How does let work in this function?

Question

This function finds the max number of a list and im having difficulty understanding it :

fun max1 (xs : int list) = 
if null xs
    then NONE
        else 
            let val tl_ans =  max1(tl xs)
        in 
            if isSome tl_ans andalso valOf tl_ans > hd xs
                then 
                    tl_ans
                else 
                    SOME (hd xs)
end;

How is tl_ans being computed in line if isSome tl_ans andalso valOf tl_ans > hd xs since it has not been set yet ?

Answer 1

This is not the most idiomatic way to write such a function in Standard ML. Writing it in another way, I propose, will give a better understanding of how it works. The functions valOf, hd and tl are so-called partial functions and the only excuse for using them is when assuring that their input is not NONE or [] respectively (in which case the program will invoke an exception).

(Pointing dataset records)
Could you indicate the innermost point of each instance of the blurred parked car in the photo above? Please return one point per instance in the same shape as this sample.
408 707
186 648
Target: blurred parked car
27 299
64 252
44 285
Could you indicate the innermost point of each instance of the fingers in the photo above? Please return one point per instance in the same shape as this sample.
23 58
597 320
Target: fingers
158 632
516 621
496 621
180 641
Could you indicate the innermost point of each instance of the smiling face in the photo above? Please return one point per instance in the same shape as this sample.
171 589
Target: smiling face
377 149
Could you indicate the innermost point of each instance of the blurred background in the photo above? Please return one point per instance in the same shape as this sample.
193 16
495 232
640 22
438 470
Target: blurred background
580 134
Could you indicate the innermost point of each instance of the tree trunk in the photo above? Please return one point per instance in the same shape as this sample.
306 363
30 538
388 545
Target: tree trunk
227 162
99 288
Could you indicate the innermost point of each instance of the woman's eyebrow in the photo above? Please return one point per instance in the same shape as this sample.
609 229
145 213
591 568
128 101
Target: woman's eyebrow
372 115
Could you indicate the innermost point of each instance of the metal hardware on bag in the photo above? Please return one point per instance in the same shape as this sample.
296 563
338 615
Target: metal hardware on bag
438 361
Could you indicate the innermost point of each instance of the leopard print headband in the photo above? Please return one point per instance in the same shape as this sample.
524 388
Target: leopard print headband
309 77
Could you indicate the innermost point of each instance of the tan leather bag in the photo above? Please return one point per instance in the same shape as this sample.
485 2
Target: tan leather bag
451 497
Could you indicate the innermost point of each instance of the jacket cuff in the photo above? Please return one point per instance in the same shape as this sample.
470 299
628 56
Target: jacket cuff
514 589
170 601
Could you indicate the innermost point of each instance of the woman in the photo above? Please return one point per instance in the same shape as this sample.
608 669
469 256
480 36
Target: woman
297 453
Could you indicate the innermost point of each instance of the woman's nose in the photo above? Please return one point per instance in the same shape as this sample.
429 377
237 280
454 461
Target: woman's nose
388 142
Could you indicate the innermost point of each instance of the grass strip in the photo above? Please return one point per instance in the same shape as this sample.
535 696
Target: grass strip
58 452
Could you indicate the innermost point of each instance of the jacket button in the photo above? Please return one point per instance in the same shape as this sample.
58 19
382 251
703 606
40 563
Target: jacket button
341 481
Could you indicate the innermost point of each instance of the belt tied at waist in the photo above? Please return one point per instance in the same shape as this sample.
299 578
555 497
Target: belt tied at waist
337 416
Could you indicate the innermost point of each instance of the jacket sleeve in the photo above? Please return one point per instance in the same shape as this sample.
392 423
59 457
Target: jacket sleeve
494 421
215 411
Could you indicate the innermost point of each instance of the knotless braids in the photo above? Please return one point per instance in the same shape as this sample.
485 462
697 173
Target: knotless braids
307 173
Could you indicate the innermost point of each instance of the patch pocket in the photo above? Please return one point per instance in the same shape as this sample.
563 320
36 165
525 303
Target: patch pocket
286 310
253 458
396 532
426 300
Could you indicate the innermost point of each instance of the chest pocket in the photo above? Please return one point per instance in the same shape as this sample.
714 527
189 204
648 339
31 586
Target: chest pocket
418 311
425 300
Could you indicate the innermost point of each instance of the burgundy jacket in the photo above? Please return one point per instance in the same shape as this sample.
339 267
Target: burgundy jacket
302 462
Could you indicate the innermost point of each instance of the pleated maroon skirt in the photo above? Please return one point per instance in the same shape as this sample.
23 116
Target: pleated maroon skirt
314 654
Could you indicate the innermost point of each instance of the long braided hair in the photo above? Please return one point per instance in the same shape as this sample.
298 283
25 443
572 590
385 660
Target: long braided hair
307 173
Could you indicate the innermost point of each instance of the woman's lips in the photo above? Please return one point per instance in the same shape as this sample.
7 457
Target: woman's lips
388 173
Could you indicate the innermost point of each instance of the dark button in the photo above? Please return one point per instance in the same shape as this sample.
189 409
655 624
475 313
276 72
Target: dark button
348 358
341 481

EXERCISE
Transcribe from the Standard ML thread the passage that begins with "fun max1 (xs" and ends with "SOME (hd xs)".

RESULT OF THE TASK
fun max1 (xs : int list) = 
if null xs
    then NONE
        else 
            let val tl_ans =  max1(tl xs)
        in 
            if isSome tl_ans andalso valOf tl_ans > hd xs
                then 
                    tl_ans
                else 
                    SOME (hd xs)